**Extract provided**.
============================================================
Power pack: nuclear power in space

The Engineer
Aug 15, 2011

With plutonium-238 supplies running low, the race is on to find new power sources for spacecraft

Most of us have a clear image of what a real-world spacecraft looks like. Whether it’s a communications satellite, an Earth observation platform or even the International Space Station, the picture that would generally spring to mind is of a relatively small, probably irregular-shaped body dwarfed by the spreading oblongs of solar panels, providing the power for whatever systems are on board.

That’s fine for Earth orbit or the inner Solar System. But what happens if you need to send a spacecraft further away, where the sun is too weak to provide enough power, or to a place where there is no constant access to sunshine, such as the dark side of the Moon or to Mars?

Probes and craft in these regions run off nuclear power. This has a long history the first nuclear power system for satellites was launched in 1961 and nuclear-powered craft include the Pioneer and Voyager probes, Galileo, Cassini, Ulysses and the New Horizons probe, currently on its way to Pluto; as well as the 1970s Viking landers, the Spirit and Opportunity Mars rovers, and the scientific instruments used on the Moon by the Apollo 12 to 17 crews. These are all still where they were left, apart of course from those to be used by Apollo 13, which are somewhere in the Pacific Ocean.
============================================================
**Source material**.
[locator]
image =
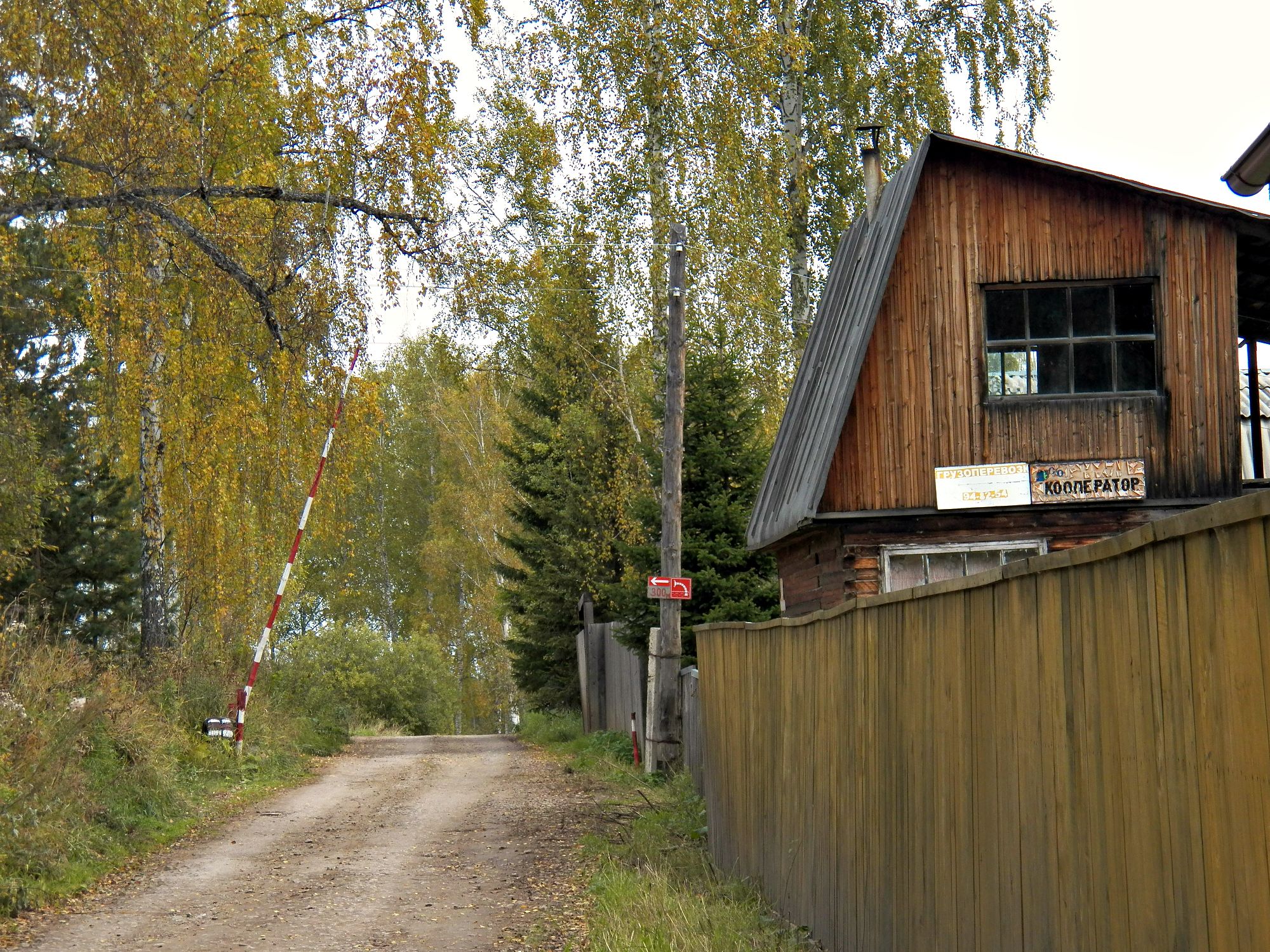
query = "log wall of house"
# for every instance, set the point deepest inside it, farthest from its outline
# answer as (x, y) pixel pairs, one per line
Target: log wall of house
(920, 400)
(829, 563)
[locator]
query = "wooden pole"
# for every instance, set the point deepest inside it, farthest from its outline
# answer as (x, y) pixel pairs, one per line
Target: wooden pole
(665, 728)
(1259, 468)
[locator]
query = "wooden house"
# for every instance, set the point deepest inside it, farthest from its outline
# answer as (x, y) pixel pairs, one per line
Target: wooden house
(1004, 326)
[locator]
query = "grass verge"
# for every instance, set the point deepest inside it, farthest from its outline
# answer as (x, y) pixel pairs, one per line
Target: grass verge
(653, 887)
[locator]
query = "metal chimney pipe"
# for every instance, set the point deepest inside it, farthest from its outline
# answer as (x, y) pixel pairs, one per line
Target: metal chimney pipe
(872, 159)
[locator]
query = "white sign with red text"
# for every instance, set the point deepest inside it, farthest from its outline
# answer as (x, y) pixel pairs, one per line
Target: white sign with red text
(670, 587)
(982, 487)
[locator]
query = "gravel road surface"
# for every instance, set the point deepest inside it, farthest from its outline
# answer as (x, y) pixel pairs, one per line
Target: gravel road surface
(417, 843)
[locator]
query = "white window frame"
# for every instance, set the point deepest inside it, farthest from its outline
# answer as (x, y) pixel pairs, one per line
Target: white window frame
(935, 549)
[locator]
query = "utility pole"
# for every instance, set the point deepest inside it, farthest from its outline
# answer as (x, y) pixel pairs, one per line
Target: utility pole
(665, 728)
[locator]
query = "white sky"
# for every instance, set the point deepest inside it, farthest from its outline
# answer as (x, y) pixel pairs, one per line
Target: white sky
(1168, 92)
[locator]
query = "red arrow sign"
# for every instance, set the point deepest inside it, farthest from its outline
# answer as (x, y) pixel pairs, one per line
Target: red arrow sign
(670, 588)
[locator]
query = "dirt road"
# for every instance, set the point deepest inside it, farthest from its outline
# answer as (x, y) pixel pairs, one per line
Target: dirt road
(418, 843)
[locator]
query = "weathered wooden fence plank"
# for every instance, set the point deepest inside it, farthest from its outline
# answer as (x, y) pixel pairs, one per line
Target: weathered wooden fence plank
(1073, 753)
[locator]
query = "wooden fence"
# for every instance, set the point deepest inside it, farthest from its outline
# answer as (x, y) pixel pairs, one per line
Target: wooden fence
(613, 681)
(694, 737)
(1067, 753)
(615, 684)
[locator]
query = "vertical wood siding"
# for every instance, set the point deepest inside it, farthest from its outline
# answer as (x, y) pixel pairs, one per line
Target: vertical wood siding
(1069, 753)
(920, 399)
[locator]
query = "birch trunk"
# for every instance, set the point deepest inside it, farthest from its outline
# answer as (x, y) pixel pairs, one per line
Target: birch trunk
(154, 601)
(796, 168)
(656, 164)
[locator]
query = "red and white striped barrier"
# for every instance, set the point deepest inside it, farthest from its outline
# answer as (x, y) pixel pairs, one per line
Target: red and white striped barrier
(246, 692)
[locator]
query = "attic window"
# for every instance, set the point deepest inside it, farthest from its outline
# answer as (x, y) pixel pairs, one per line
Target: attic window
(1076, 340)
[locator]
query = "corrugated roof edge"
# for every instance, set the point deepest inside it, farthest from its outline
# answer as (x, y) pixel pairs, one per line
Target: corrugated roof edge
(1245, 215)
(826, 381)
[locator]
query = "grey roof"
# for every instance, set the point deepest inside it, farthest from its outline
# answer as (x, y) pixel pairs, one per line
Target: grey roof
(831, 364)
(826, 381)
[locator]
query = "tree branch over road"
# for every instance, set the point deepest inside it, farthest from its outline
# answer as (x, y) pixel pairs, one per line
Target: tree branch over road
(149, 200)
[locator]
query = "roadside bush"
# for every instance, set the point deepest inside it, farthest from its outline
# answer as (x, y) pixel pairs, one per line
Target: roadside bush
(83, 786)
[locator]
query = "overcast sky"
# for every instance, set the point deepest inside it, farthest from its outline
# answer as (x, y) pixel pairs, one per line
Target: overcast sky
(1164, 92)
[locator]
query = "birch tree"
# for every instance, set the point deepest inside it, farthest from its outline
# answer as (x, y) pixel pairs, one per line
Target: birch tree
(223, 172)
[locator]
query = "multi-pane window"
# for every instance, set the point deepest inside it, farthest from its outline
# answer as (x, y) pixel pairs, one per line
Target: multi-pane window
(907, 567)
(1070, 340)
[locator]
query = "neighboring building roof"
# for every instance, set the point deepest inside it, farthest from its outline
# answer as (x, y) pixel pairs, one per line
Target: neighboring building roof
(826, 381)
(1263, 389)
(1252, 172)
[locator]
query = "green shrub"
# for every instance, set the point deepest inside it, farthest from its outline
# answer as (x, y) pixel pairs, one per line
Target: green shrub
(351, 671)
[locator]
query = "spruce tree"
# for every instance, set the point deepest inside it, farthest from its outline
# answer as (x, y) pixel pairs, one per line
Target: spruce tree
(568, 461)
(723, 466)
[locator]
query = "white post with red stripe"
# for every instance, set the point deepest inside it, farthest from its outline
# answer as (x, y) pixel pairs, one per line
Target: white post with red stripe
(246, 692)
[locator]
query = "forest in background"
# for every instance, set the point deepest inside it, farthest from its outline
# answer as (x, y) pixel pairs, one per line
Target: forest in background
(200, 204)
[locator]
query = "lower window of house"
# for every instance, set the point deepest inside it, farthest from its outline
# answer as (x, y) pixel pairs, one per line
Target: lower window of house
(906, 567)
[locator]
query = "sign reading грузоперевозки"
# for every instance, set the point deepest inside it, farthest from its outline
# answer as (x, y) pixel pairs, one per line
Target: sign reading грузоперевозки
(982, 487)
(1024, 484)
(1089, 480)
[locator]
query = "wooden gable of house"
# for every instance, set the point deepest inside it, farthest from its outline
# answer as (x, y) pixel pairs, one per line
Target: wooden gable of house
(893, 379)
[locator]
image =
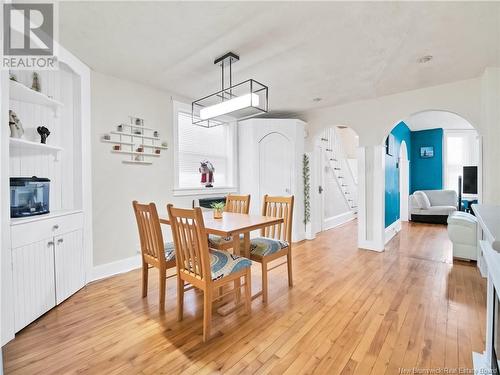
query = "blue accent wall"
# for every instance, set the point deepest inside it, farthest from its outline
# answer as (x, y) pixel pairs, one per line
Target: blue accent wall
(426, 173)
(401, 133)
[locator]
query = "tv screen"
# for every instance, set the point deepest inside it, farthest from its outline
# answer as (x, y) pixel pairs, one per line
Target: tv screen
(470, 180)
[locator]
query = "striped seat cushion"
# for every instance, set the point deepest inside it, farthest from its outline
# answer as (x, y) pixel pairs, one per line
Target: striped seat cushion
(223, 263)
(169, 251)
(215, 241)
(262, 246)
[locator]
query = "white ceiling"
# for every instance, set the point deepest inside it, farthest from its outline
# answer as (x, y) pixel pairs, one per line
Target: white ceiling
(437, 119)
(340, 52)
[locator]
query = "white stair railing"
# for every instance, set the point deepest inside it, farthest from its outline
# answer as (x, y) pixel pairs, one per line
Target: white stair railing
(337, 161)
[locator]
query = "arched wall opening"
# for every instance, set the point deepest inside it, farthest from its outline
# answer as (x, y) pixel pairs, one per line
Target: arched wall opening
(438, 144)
============================================================
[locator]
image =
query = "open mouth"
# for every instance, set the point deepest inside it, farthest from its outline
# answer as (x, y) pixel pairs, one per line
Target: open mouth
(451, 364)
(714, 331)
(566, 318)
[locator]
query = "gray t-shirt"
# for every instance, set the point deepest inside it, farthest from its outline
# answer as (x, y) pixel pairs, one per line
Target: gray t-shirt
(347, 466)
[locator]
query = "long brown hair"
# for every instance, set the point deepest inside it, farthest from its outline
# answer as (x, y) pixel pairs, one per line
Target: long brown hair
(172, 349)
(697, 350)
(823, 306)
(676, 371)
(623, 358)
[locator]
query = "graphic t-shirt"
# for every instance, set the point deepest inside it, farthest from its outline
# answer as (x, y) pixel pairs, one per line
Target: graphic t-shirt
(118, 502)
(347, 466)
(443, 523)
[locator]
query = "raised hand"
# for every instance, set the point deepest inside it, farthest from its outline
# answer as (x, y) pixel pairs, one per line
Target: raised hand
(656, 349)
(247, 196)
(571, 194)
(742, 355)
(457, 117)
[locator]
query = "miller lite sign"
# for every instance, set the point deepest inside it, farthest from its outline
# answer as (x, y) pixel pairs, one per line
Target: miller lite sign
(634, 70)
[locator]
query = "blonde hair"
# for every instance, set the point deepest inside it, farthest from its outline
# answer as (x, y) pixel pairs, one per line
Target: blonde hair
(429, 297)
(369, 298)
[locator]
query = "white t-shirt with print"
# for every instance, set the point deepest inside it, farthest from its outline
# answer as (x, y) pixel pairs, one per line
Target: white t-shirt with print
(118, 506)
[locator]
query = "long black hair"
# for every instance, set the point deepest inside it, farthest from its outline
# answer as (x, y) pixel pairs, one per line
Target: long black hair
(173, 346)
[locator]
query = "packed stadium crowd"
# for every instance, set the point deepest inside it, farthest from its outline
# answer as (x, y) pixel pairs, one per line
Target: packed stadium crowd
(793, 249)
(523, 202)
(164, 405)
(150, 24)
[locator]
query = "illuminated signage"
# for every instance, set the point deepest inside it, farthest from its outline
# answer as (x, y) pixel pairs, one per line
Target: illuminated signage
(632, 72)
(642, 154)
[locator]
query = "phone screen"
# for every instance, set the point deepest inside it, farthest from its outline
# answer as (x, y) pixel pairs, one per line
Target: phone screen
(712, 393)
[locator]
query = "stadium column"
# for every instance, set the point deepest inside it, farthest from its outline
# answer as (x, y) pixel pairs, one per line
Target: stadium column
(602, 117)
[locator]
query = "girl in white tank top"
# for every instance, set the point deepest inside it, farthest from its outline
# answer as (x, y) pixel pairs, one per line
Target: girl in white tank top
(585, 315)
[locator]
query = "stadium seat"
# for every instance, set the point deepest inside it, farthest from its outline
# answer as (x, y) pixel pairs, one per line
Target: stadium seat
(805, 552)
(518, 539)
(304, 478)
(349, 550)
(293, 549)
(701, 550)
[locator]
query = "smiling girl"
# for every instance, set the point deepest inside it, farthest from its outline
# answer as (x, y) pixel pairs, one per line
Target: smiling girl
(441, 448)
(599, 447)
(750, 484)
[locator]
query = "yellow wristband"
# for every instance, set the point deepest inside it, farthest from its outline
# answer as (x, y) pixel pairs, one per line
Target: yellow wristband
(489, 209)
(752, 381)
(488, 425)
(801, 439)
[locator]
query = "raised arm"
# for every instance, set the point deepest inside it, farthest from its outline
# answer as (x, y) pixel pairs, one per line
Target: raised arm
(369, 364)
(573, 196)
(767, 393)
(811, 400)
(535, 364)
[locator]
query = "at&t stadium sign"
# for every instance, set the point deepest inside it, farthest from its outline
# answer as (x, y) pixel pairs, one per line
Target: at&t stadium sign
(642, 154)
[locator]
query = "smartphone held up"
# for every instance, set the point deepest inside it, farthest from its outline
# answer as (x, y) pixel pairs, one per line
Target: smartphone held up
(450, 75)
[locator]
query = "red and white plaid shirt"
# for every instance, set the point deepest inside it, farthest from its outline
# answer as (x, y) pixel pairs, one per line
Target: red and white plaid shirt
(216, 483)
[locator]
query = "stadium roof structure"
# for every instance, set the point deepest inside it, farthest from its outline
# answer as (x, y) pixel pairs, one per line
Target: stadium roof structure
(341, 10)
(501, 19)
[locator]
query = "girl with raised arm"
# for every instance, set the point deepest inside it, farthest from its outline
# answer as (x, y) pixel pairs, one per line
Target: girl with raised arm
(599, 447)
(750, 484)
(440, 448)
============================================================
**To do**.
1 - Using the article on nuclear power in space, write out the passage from "With plutonium-238 supplies" to "or to Mars?" word for word.
2 - Answer these questions from the article on nuclear power in space:
(a) Which power source does the subheading say has supplies running low?
(b) In the usual mental picture of a spacecraft, what provides the power for its onboard systems?
(c) In what year was the first nuclear power system for satellites launched?

**Activity answers**.
1 -
With plutonium-238 supplies running low, the race is on to find new power sources for spacecraft

Most of us have a clear image of what a real-world spacecraft looks like. Whether it’s a communications satellite, an Earth observation platform or even the International Space Station, the picture that would generally spring to mind is of a relatively small, probably irregular-shaped body dwarfed by the spreading oblongs of solar panels, providing the power for whatever systems are on board.

That’s fine for Earth orbit or the inner Solar System. But what happens if you need to send a spacecraft further away, where the sun is too weak to provide enough power, or to a place where there is no constant access to sunshine, such as the dark side of the Moon or to Mars?

2 -
(a) Plutonium-238.
(b) Solar panels.
(c) 1961.